▶ [Document passage]
--------------------------------
“Fracture critical” is a term we all learned after the Interstate 35W bridge collapsed in 2007. A less dramatic collapse is happening now, cruelly impacting tens of thousands in all parts of the state.
Too much of the human service system (care for abused children, the frail elderly and people with disabilities; treatment for the mentally ill, and support for the poorest families) is unreliable and “fracture critical” due to underfunding and a resulting workforce crisis.
While the Star Tribune regularly reports on system shortcomings and the horror stories when people are abused or fall through the cracks, the problems are much more pervasive than those glimpses portray.
• Kids removed from their homes due to abuse or neglect are often placed with foster families (if they’re available). We generally pay foster families only $18 to $25 per day for food, housing, clothes, transportation, field-trip fees and everything else for the 24/7 care of traumatized kids. Weekend baby sitters make more covering a night out.
• Minnesota once led in home care and community supports as alternatives to institutional care for frail seniors and people with disabilities. It’s more individualized with better outcomes and costs less — a winning combination. We’re all just an accident or diagnosis away from needing this care.
That system is falling apart in a workforce crisis. This important work pays many workers only $10 to $11.50 an hour. Retail jobs pay more. There are 8,500 vacancies, and some of these unfilled jobs are connected to someone who will be in crisis without that care. These jobs deserve $15 an hour, but didn’t get a mere 5 percent increase.
• Our mental health system has terrible gaps, as well as patient and worker risks due to understaffing in the most intense programs. One psychiatric nurse said that many in state hospital care could have avoided the average seven-year stay (costing millions of dollars) if they’d gotten good care earlier.
• While policy leaders argue about what flavor of early-childhood support is best, 7,200 low-income working families are on a waiting list for affordable sliding-fee-based child care. The wait in Hennepin County is over two and a half years. The most significant brain development happens in the first three years of life. So how are those kids doing?
--------------------------------
▶ [Recorded information]
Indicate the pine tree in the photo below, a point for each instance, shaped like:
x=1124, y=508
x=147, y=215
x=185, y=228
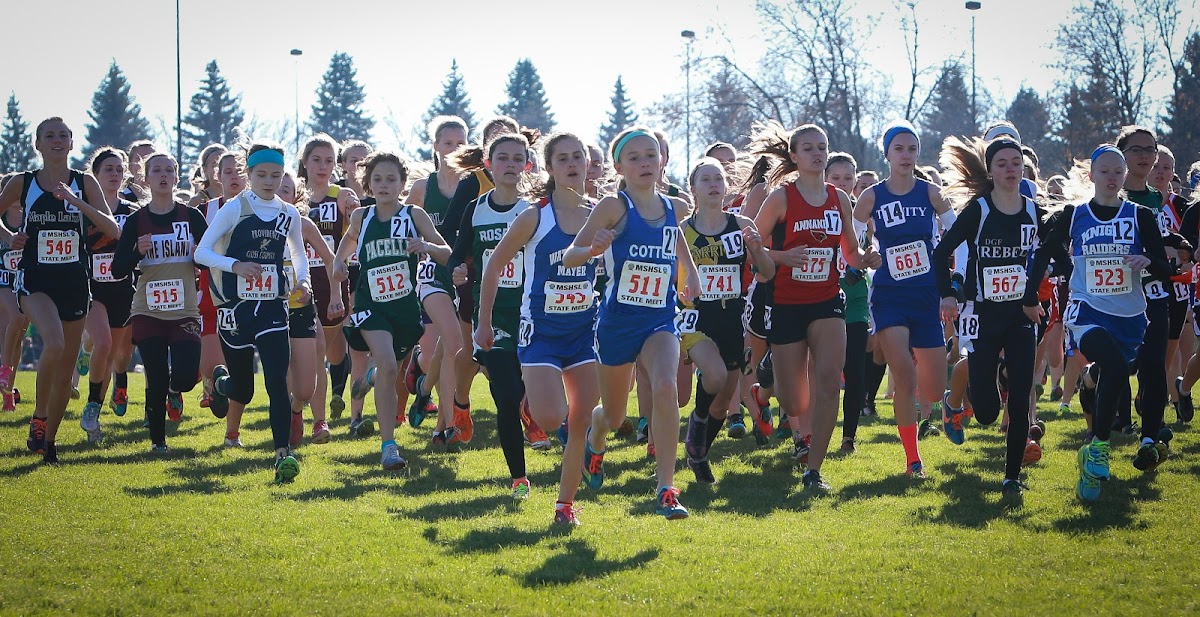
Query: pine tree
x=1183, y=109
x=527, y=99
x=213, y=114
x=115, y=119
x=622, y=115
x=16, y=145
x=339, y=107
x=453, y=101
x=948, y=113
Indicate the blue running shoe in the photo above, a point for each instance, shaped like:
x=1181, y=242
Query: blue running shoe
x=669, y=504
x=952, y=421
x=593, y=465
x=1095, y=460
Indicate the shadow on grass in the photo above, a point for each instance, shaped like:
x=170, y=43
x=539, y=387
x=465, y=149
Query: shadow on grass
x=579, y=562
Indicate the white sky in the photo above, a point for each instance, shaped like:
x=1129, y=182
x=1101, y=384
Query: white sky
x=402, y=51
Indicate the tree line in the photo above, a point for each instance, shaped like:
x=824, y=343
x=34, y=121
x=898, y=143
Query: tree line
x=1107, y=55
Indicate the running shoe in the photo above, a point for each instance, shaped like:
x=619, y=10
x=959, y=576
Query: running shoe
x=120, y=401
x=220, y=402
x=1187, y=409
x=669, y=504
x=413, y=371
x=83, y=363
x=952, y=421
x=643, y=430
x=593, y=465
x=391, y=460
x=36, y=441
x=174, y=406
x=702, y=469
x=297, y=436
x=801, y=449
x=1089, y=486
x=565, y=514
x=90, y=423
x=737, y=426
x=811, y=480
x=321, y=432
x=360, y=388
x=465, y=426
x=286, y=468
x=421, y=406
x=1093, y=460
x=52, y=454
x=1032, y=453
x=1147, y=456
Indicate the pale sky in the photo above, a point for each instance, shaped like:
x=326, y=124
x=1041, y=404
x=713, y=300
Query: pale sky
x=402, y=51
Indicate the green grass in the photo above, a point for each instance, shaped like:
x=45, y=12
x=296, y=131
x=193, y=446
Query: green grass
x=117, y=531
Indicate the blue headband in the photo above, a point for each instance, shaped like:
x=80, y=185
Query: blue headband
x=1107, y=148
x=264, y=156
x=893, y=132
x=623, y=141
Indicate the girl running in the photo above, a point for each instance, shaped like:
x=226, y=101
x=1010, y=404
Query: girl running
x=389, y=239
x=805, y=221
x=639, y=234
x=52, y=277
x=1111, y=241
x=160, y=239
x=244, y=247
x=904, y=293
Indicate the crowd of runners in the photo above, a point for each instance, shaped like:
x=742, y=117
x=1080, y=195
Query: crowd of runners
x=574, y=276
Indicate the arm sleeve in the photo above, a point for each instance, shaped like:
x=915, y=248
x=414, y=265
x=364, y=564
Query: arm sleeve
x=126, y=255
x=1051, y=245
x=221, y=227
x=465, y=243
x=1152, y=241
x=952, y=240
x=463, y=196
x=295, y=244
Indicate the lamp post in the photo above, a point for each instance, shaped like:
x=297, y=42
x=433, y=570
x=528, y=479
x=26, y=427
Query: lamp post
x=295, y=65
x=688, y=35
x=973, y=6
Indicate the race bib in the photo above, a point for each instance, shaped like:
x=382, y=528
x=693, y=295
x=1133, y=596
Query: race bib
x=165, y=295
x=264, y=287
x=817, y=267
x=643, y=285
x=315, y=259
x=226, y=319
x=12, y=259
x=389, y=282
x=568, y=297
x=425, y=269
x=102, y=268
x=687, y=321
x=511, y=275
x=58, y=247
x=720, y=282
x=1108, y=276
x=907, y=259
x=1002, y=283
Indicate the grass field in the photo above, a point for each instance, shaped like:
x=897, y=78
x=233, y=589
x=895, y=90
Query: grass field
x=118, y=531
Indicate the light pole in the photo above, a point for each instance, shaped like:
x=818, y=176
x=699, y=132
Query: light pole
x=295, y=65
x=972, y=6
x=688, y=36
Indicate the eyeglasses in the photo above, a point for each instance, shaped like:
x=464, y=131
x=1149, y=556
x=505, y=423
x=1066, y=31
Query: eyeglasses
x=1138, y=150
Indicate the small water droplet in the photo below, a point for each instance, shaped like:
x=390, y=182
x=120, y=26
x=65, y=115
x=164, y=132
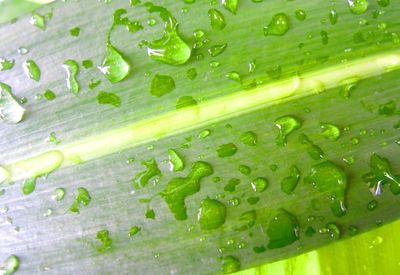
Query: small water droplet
--------------------------------
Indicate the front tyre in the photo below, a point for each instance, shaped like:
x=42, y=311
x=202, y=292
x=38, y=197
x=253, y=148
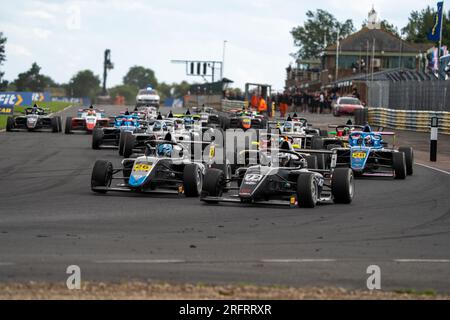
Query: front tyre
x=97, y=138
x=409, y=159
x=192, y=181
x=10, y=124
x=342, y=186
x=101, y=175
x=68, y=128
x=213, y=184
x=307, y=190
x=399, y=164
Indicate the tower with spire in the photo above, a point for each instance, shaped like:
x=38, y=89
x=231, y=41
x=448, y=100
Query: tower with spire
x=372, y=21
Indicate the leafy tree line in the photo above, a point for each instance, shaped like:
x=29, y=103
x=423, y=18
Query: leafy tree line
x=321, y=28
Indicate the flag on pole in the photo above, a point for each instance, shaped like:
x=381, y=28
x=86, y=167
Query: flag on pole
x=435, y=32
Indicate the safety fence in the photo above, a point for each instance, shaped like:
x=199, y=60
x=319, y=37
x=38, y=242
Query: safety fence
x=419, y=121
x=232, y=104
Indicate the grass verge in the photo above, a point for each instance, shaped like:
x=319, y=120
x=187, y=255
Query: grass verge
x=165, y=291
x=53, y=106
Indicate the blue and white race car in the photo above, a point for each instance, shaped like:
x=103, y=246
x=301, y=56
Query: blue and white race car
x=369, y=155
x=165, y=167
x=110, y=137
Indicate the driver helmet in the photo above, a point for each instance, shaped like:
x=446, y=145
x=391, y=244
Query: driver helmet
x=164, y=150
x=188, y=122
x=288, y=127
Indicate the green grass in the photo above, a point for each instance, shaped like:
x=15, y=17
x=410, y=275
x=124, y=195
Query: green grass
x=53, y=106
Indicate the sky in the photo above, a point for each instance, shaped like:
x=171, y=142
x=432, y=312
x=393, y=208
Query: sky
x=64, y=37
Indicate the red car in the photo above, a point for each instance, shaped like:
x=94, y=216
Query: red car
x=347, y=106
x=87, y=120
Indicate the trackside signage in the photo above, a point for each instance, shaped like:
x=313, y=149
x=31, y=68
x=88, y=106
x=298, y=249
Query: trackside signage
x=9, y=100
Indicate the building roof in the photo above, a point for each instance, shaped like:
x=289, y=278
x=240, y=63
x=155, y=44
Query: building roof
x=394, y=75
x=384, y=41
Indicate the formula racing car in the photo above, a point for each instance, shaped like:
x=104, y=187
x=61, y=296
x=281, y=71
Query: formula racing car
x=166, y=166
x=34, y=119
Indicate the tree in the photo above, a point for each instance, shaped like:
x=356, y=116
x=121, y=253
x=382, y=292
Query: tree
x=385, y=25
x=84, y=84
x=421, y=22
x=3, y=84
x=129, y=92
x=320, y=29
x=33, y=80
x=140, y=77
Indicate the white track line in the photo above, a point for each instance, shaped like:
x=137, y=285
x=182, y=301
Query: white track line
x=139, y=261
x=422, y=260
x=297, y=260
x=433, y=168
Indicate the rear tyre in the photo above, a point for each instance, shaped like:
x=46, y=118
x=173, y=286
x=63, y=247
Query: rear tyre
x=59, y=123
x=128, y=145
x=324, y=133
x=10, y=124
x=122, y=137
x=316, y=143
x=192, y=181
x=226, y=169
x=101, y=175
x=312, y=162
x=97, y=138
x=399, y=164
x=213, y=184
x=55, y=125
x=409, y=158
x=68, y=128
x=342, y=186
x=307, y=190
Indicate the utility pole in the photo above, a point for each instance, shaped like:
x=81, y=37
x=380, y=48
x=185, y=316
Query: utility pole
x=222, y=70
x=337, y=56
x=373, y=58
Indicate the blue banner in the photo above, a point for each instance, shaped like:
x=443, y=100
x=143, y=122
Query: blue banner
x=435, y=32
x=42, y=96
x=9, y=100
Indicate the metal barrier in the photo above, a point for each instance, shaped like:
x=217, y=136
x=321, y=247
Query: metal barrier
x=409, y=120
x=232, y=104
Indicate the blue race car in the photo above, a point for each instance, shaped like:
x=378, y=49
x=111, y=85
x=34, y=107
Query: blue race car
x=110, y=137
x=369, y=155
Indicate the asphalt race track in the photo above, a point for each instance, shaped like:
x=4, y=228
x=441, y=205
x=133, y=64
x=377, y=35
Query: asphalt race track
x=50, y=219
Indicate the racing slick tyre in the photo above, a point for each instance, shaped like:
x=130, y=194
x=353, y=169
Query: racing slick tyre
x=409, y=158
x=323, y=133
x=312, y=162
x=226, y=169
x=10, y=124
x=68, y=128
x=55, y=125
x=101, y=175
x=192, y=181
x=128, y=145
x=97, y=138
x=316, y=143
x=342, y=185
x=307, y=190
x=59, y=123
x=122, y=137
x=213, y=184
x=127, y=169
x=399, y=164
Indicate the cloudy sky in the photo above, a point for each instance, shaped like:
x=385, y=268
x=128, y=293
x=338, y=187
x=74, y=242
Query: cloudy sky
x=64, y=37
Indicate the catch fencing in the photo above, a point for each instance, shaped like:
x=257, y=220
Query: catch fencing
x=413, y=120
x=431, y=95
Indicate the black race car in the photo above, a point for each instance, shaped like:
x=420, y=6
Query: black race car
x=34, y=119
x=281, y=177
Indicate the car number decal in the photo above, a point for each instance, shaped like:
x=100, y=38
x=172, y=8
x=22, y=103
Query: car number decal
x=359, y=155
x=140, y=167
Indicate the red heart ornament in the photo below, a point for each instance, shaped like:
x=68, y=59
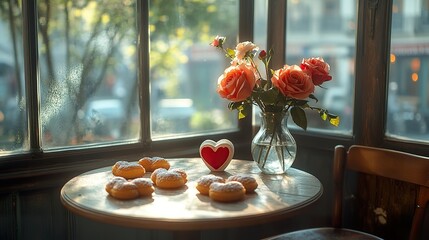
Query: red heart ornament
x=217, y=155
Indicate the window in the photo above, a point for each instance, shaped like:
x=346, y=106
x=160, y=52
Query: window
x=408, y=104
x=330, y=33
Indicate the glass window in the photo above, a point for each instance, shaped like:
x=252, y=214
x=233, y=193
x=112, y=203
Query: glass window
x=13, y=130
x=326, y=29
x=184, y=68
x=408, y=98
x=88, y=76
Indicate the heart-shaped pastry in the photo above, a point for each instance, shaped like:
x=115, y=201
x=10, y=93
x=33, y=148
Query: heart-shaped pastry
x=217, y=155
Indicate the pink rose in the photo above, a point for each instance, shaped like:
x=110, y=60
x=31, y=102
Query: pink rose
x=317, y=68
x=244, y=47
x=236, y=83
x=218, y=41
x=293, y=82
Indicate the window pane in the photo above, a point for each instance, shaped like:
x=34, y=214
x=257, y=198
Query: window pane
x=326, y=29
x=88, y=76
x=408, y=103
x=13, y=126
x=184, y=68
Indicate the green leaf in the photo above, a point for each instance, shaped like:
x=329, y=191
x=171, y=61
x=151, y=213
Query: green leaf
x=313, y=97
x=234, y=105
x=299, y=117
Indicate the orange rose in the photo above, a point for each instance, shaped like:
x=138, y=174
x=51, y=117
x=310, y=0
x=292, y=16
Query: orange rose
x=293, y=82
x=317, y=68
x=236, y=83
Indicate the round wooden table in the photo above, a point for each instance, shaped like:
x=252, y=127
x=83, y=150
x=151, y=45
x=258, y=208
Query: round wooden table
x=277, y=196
--------------------------------
▶ [Exercise details]
Please pick up the passage on Minnesota's underfunded human service system after its last sentence and continue it, leaving the rows aside.

▶ [Answer to this problem]
People’s lives and health are at stake. A wrong dose of medication from a tired employee working a double shift, increased suicides, kids with inadequate care, and more are among the real risks in the everyday lives of people whose only fault is to have been born into poverty, or to live long enough to need help with failing health, or to have a disability or a chronic health problem.
Our care systems have fallen so far that a federal judge is overseeing our disability system and the federal government has our Anoka state treatment center on a short leash after threatening to deny funding.
The common response is crossed fingers and “maybe next year.” Hearings were held this year that raised the hopes of many. But the Republican House budget prioritizes tax cuts and transportation and gives zero new funds to health and human services. Through controversial cuts, they found some funds for a few popular programs, but left most programs in desperate shape despite a $900 million surplus.
In human services, unlike with transportation or tax cuts, there are no well-funded armies of lobbyists, no businesses salivating at the prospect of many years of new spending streams or tax relief. In human services there are only caring groups hoping to address undermet needs fighting one another over severely limited funding.
Republican House Speaker Kurt Daudt recently said that “starving” the future general fund would be a good thing. That would make the current situation even worse.
Life may not be fair, but it shouldn’t be cruel — not when we understand the solutions and just need the will to make a difference. Not funding crisis-level repairs to the safety net when we have a $900 million surplus is cruel.
Diane Loeffler, DFL-Minneapolis, is a member of the Minnesota House.